+++ Auszug

Tuktoyaktuk

Nach etwas Abwägen machen wir uns zu Liskas Leidwesen auf die Pneus und fahren weiter nach Norden. Richtig Lust haben wir drei anderen auch nicht mehr, aber von Liskas Playlist lassen wir uns bei herrlichem Wetter durch die nun erneut faszinierende Landschaft in allen nur denkbaren und vielleicht auch noch mehr Grüntönen durchzogen von immer mehr dunkelblauen Wasserflächen in allen Formen und Größen. Irgendwann ist nicht mehr klar, ob es mehr Blau von Grün durchzogen ist oder mehr blaues Wasser mit grünen Inseln. Die Straße in hervorragendem Gravelzustand windet sich abwechslungsreich durch die unendliche Weite und bietet den einzigen Orientierunspunkt. Es gibt fast keine Bäume mehr und wir können die ganze Weite überblicken. Überall immer wieder Spots von wunderschönen Wildblumen, pinklilafarbenes Fireweed immer wieder auch in großen Flächen, das zarte Wollgras und zahlreiche andere Blumen und Blümchen in gelb, weiß, rosa, lila - welch eine Lebenskraft in dieser kurzen schneefreien Zeit. Obwohl es Hinweisschilder zu Bären und Elchen gibt, sehen wir leider beides nicht. Wie angekündigt erreichen wir Tuktoyaktuk vorbei an großen, abschreckenden Müllhalden.

++++++
+++ Angezeigte Daten

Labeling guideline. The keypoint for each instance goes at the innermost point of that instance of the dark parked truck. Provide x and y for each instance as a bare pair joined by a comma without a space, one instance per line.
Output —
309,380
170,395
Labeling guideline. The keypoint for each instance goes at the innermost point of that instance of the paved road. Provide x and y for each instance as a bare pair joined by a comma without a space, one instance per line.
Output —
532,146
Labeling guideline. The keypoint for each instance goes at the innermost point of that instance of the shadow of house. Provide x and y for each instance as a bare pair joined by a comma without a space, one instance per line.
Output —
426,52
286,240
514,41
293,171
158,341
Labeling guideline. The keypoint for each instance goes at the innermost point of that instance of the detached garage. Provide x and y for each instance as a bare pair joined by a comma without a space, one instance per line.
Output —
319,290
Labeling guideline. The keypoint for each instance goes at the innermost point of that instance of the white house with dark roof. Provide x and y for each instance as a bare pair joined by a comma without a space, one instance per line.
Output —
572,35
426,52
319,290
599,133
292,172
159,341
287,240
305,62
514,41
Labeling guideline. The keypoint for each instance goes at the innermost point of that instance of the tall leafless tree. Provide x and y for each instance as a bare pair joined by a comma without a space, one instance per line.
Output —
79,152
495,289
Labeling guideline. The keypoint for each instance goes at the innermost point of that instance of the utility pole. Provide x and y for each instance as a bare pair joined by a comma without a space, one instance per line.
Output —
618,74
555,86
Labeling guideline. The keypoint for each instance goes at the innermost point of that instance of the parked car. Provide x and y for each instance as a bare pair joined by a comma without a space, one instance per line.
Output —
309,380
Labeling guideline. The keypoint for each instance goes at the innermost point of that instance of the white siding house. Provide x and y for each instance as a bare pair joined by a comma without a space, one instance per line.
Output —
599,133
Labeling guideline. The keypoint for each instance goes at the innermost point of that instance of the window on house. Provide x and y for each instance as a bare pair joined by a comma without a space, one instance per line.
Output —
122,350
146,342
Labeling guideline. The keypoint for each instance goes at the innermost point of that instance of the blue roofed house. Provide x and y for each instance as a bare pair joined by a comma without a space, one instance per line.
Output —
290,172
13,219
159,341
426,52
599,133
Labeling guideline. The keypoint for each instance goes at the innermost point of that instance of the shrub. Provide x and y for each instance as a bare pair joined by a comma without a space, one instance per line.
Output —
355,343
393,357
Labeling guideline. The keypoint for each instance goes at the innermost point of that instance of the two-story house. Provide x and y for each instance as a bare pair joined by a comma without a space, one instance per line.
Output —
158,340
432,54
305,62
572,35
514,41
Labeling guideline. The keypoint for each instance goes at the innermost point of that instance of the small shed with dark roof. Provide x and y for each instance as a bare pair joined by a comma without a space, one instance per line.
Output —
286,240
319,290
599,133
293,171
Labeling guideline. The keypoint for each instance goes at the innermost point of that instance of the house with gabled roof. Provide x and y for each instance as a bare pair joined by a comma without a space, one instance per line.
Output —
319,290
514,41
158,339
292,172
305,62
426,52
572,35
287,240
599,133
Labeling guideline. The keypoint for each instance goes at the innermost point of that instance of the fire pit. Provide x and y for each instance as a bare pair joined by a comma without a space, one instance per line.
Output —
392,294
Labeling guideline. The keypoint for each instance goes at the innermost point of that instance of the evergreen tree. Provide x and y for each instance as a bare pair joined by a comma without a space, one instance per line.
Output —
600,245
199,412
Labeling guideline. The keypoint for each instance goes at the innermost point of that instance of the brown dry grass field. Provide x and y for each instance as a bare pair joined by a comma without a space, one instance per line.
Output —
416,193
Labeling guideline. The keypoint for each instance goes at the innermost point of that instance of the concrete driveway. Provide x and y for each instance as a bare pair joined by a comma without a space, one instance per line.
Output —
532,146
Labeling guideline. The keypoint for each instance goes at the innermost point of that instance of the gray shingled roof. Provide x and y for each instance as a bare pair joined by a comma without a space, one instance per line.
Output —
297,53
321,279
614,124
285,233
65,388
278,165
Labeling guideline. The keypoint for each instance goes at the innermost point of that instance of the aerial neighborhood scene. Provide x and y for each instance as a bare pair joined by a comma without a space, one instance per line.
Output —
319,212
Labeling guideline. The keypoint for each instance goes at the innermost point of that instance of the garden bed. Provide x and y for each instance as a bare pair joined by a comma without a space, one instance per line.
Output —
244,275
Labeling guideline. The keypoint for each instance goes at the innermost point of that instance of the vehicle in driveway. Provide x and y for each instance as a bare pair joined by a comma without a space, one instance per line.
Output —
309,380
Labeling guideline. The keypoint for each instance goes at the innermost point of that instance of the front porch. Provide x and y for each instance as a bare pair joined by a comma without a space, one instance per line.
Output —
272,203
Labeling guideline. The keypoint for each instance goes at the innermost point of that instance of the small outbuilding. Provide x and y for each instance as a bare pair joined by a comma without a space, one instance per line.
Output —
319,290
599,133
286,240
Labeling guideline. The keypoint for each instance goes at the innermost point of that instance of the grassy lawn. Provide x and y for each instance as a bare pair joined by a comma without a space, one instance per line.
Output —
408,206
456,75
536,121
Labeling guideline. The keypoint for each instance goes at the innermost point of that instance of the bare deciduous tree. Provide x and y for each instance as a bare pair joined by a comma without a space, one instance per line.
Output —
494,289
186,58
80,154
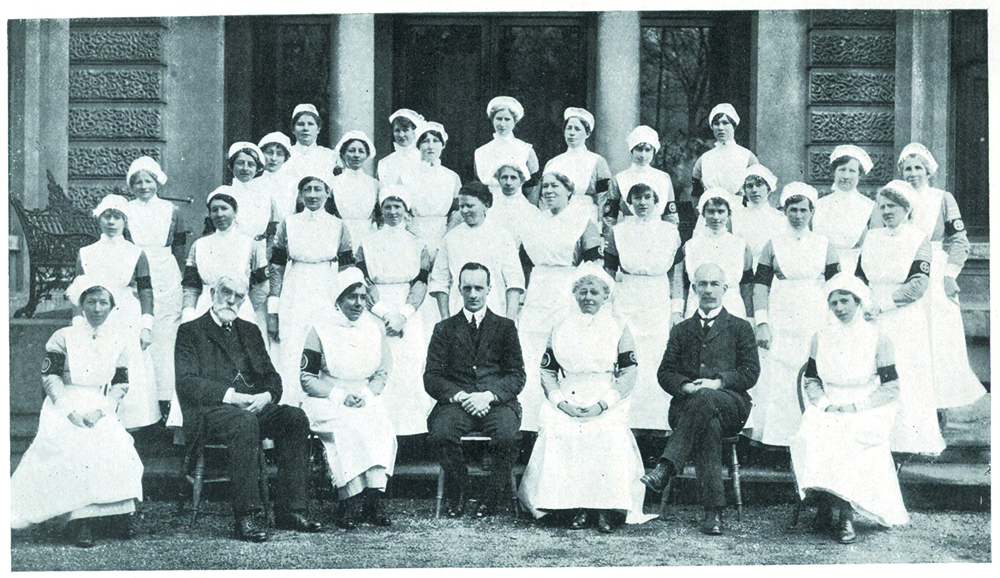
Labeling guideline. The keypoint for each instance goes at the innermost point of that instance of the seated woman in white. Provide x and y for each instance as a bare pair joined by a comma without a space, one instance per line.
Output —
82,463
842,448
586,458
345,364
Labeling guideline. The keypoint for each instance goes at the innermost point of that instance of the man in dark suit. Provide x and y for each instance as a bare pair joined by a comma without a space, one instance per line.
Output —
710,363
228,392
475,372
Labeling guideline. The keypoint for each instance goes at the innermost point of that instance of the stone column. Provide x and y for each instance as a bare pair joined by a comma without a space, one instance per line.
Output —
617,110
780,98
39,107
923,69
352,93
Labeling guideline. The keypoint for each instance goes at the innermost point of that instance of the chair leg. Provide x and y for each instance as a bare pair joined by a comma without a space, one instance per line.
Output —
199,478
440,494
734,472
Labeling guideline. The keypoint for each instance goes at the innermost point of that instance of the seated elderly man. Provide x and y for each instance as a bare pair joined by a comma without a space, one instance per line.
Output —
710,363
228,391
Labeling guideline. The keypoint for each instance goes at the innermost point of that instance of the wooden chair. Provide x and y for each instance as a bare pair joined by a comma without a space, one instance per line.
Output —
729,449
475,470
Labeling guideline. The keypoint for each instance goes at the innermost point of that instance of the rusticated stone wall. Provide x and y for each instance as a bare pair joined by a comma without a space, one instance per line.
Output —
852,86
116,103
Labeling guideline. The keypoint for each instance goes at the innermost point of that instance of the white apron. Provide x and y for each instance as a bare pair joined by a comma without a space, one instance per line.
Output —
392,256
149,224
550,243
113,263
356,439
886,259
646,251
847,454
69,468
585,462
797,309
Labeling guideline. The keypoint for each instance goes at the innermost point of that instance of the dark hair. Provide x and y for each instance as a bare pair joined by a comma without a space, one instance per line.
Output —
287,152
343,147
566,182
478,190
586,125
721,114
717,201
798,199
252,154
295,118
423,137
843,160
473,266
87,292
638,189
405,122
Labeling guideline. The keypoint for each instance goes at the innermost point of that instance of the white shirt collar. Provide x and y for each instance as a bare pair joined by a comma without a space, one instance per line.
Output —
478,315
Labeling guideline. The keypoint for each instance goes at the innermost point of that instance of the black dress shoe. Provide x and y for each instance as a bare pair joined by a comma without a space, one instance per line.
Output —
248,530
297,522
845,533
579,521
603,524
658,479
712,524
82,534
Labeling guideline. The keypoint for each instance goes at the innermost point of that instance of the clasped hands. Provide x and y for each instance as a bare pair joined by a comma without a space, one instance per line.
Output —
475,404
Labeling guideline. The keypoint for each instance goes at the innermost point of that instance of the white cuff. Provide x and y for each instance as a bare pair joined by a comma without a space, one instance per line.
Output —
380,310
611,397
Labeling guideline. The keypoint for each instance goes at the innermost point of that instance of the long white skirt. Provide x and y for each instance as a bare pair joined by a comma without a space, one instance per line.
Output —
548,299
916,427
68,468
847,455
404,396
584,463
643,303
166,279
356,439
796,311
955,384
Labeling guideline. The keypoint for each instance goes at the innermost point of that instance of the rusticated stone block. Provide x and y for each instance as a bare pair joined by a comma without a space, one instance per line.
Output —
115,85
116,45
115,123
852,88
874,50
851,127
106,161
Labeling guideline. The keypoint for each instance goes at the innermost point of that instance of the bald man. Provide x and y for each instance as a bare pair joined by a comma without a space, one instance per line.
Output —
710,363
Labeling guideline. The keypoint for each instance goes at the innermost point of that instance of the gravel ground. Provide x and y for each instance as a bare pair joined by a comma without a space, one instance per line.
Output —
417,540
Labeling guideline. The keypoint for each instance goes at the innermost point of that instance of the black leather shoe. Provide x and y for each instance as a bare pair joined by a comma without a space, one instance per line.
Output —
82,534
712,524
845,533
248,530
296,522
579,521
658,479
603,524
485,510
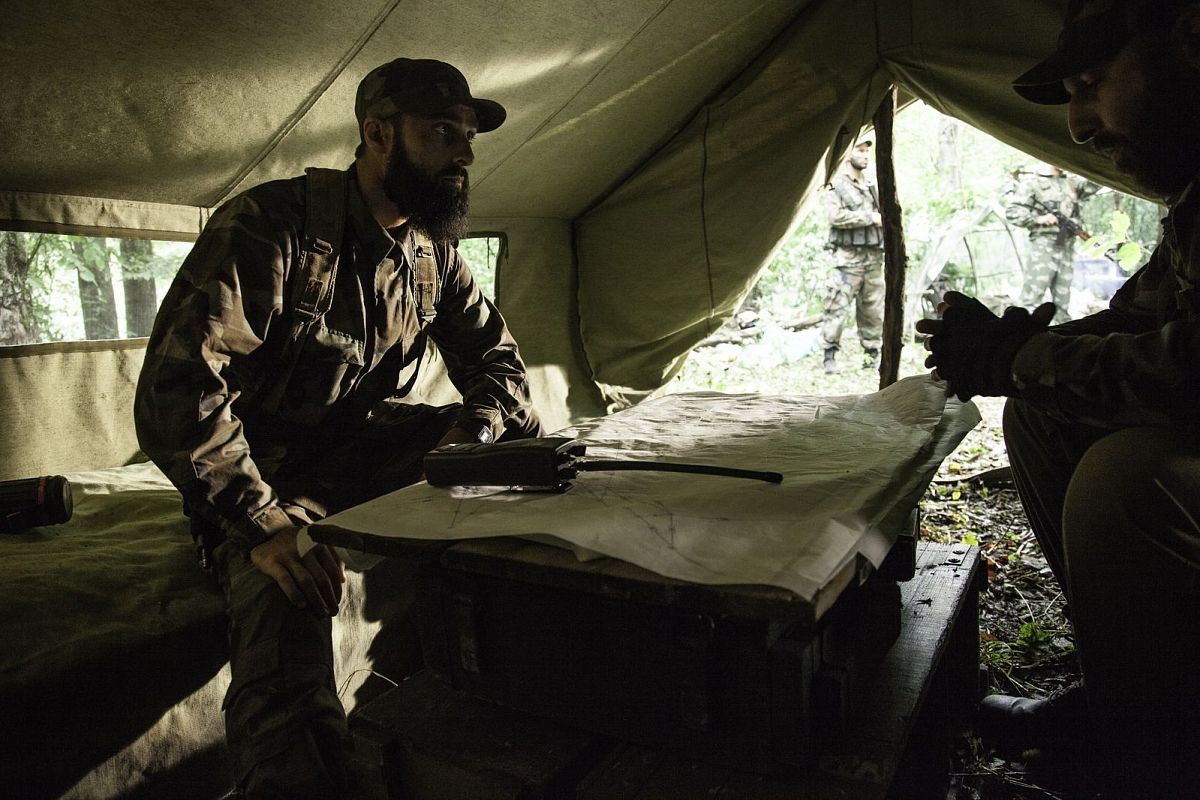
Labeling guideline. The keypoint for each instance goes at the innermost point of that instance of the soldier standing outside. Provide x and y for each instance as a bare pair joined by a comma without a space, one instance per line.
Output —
1103,422
856,236
1045,202
269,411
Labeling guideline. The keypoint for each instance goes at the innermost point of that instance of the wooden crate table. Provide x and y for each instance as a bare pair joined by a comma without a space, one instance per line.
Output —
426,740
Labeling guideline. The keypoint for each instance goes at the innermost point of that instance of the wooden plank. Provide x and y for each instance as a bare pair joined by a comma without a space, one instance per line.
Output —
429,741
553,566
939,607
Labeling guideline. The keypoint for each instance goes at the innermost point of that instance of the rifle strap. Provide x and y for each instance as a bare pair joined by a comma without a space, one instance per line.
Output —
313,282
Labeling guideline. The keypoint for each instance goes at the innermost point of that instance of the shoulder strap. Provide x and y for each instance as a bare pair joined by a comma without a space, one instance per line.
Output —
425,276
313,281
429,292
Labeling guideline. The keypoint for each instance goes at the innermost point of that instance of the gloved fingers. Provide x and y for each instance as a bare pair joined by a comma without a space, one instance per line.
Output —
961,301
1044,313
930,326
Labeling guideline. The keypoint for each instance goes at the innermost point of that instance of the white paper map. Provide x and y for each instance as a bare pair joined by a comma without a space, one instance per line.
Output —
853,469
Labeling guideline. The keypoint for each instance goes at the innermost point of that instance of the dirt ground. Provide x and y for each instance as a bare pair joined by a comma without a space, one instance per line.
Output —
1025,639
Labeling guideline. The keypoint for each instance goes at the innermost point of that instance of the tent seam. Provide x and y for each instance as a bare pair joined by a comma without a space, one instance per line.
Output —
558,110
311,100
703,216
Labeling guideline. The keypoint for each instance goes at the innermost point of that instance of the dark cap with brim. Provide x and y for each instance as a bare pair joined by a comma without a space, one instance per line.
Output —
421,86
1083,44
1089,40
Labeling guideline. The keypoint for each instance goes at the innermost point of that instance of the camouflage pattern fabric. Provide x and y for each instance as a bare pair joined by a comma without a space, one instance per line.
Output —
214,353
1049,268
858,281
339,437
851,205
1137,362
1050,262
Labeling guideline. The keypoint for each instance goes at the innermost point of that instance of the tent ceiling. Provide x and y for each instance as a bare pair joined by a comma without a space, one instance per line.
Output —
187,103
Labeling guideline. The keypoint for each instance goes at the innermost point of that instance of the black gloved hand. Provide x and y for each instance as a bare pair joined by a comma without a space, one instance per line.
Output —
972,349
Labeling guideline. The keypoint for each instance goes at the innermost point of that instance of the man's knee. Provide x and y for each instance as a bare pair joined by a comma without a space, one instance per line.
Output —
1141,485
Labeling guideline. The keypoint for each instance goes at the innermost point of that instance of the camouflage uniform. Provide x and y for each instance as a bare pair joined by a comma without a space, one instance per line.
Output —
858,260
1104,443
1050,262
337,437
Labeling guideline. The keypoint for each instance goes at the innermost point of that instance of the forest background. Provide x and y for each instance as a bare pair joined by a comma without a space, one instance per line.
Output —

++++++

§ Zu erledigen:
Übernimm den Auszug über die Fahrt nach Tuktoyaktuk vollständig und ohne jede Änderung. Die Zeilen werden nicht gebraucht.

§ Schriftliche Antwort:
Tuktoyaktuk

Nach etwas Abwägen machen wir uns zu Liskas Leidwesen auf die Pneus und fahren weiter nach Norden. Richtig Lust haben wir drei anderen auch nicht mehr, aber von Liskas Playlist lassen wir uns bei herrlichem Wetter durch die nun erneut faszinierende Landschaft in allen nur denkbaren und vielleicht auch noch mehr Grüntönen durchzogen von immer mehr dunkelblauen Wasserflächen in allen Formen und Größen. Irgendwann ist nicht mehr klar, ob es mehr Blau von Grün durchzogen ist oder mehr blaues Wasser mit grünen Inseln. Die Straße in hervorragendem Gravelzustand windet sich abwechslungsreich durch die unendliche Weite und bietet den einzigen Orientierunspunkt. Es gibt fast keine Bäume mehr und wir können die ganze Weite überblicken. Überall immer wieder Spots von wunderschönen Wildblumen, pinklilafarbenes Fireweed immer wieder auch in großen Flächen, das zarte Wollgras und zahlreiche andere Blumen und Blümchen in gelb, weiß, rosa, lila - welch eine Lebenskraft in dieser kurzen schneefreien Zeit. Obwohl es Hinweisschilder zu Bären und Elchen gibt, sehen wir leider beides nicht. Wie angekündigt erreichen wir Tuktoyaktuk vorbei an großen, abschreckenden Müllhalden.